• **WHAT THE TASK ASKS**:
Give the lines from the first line of the items through the line containing "[[191, 187], [197, 59], [142, 73], [68, 119], [165, 211]]" as a Markdown table with the columns Row and Item line, skipping any blank lines.

• **INPUT RECORDS**:
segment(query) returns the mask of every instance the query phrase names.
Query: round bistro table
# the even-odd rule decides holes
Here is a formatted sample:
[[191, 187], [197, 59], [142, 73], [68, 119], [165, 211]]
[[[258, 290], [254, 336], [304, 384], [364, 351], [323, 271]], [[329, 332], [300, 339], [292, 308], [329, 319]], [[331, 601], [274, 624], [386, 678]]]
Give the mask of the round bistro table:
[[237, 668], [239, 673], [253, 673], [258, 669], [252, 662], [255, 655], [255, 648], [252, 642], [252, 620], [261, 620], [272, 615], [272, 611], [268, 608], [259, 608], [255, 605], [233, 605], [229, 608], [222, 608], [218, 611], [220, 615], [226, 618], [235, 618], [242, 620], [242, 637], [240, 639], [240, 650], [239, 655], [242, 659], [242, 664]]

• **RESPONSE TO THIS EXERCISE**:
| Row | Item line |
|---|---|
| 1 | segment(query) returns the mask of every instance the query phrase names. |
| 2 | Query: round bistro table |
| 3 | # the even-odd rule decides holes |
| 4 | Here is a formatted sample: |
| 5 | [[191, 187], [197, 59], [142, 73], [68, 119], [165, 211]] |